(Location identification entries)
====

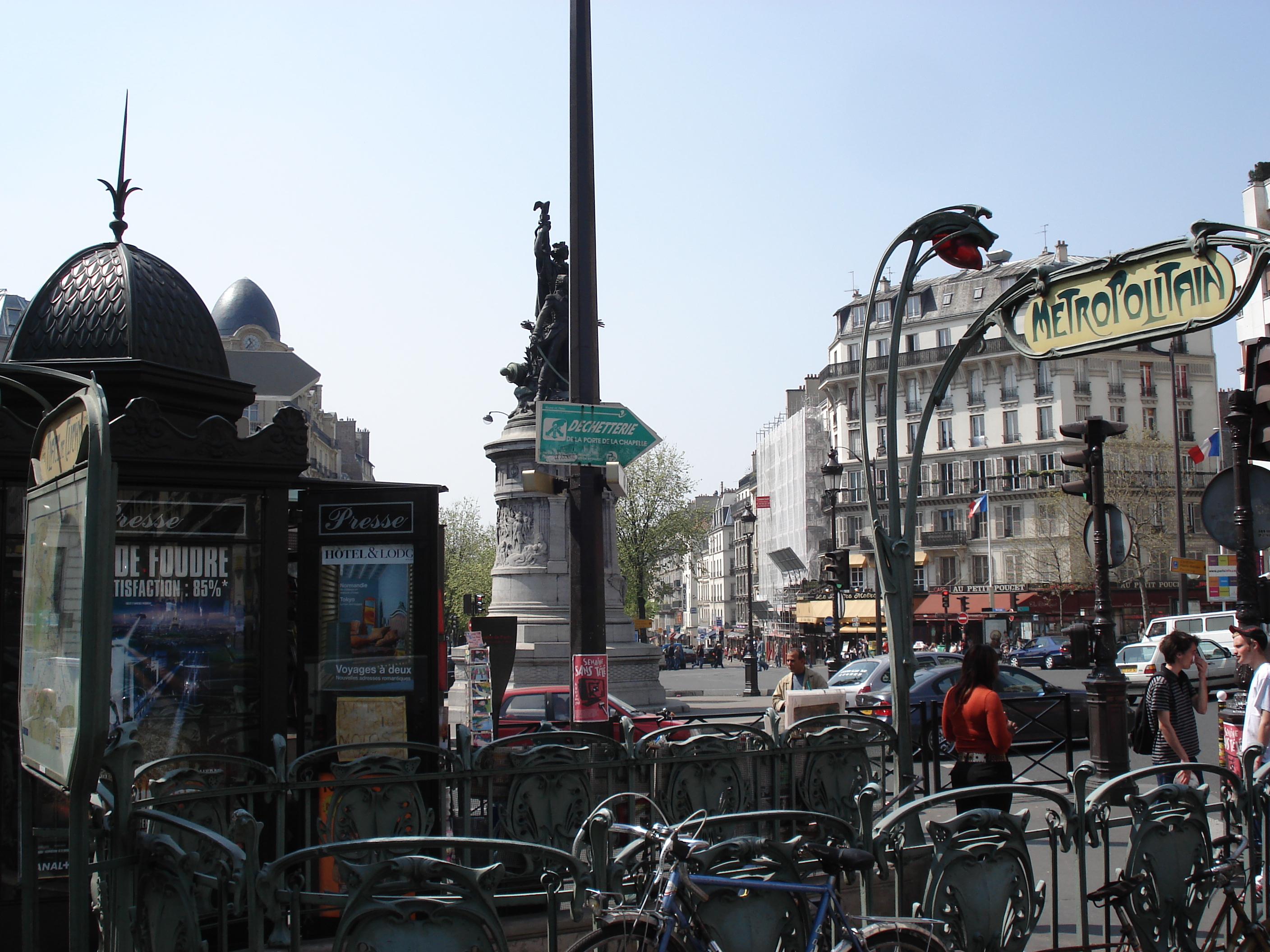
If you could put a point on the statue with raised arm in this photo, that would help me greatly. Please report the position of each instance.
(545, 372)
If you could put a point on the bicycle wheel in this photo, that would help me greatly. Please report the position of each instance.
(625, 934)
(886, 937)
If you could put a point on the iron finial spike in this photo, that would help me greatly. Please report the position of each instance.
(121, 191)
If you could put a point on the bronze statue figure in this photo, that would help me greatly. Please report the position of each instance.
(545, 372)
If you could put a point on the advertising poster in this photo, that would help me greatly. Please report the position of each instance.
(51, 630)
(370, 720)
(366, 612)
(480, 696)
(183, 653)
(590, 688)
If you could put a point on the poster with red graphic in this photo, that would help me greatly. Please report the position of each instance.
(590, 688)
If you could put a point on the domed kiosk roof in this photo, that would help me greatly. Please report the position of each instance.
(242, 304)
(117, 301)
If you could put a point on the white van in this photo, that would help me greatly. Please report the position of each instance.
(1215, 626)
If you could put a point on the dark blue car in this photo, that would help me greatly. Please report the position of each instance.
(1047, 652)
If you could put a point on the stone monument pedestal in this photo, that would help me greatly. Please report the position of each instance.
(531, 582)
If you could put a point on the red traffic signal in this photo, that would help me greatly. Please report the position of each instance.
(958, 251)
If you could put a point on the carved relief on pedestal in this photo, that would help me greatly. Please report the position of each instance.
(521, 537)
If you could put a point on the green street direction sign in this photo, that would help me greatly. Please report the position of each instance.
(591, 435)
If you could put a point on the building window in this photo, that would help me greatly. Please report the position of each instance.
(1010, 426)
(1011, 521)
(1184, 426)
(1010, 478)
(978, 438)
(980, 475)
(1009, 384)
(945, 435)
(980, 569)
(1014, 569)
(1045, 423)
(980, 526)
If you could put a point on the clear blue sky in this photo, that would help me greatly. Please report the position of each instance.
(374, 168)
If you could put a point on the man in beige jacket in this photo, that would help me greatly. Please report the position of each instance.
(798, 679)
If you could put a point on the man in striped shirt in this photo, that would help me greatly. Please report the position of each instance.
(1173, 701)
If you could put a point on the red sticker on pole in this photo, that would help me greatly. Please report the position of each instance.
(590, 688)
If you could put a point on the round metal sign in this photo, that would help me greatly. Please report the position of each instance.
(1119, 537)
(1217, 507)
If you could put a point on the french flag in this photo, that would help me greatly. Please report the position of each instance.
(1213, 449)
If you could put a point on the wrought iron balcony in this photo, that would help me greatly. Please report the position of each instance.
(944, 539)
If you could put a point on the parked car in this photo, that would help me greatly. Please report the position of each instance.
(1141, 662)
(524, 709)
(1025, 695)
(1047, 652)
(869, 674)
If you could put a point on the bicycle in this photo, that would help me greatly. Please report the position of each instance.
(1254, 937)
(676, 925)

====

- **PROBLEM STATEMENT**
Give back the entries verbatim. Do not include any picture.

- **SOLVED PROBLEM**
If you could put a point on the statue with raised arm in this photo, that would help me greatly. Please report the position of each instance.
(545, 372)
If you could put a point on the bicycle wheel in this photo, that would help me greatly. Please report the position of each instance.
(625, 934)
(886, 937)
If you could put a point on the iron finial spike in this photo, that would help me greatly. Please report the position of each instance.
(121, 191)
If you could put a point on the bronze statue figure in this photo, that would help me greatly. Please report the position of each instance.
(545, 372)
If you could put a point on the advertising poster in this photo, that would help me greatly. Please report the position of each instance.
(51, 630)
(370, 720)
(366, 612)
(480, 696)
(183, 653)
(590, 688)
If you could put a point on the poster with red graphic in this photo, that would help me greatly. Please report the position of each instance.
(590, 688)
If you could put a point on the domed kiosk roof in this photo, that would help me greatly. Please report the position of each instance.
(242, 304)
(117, 301)
If you could put a point on the white van in this photo, that would help me greatly. Please report the position of each instance.
(1215, 626)
If you could put a point on the dark blue car in this photo, that would help me greatly. Please report the position of each instance.
(1047, 652)
If you could put a point on the stone monument pedestal in this photo, that would help me greatly. Please report the position of each instance.
(531, 582)
If you could put a point on the red traffic signal in this photo, that would help me greatly. Please report the position of each instance.
(958, 251)
If you could put a point on the carved relief on pedestal in this photo, that would help me greatly. Please report the position of each instance.
(521, 537)
If you could put a point on the green street direction sign in this photo, that would help me greatly. Please report the position of each instance.
(591, 435)
If you could put a point on the building window in this photo, that would help me greatly. Please report the position of each instance.
(1010, 426)
(1011, 521)
(1184, 426)
(1010, 478)
(978, 438)
(980, 475)
(1009, 384)
(945, 435)
(980, 569)
(1014, 569)
(1045, 423)
(980, 526)
If you could put a point on the clear blue sky in this photo, that would help me greatly. Please report the position of each instance.
(374, 168)
If you could put a point on the man in beige jacket in this photo, that would help me greatly. Please report the position of each instance.
(798, 679)
If you could put a point on the man in striped shirt in this photo, that would help me greatly. Please report the position of each instance.
(1173, 701)
If you could put a point on the red sticker on pole in this photo, that would help me greatly. Please report the position of each instance.
(590, 688)
If you could put a point on the round metal sign in this photo, that would help me greatly. Please report the position of each instance.
(1119, 537)
(1217, 507)
If you could put a point on the french flag in this photo, that would help me greatly. Please report the position of each instance.
(1213, 449)
If you could put a point on the wrought iron balcony in this photo, that would help me greatly. Please report the position of each instance.
(944, 539)
If you could put a point on the parked car in this photo, that would help me greatly. Please report the position of each instance.
(1141, 662)
(524, 709)
(1025, 695)
(1047, 652)
(869, 674)
If you could put a point on the bicycle in this photo, that would help me greatly. Please report the position of each instance.
(1254, 937)
(676, 925)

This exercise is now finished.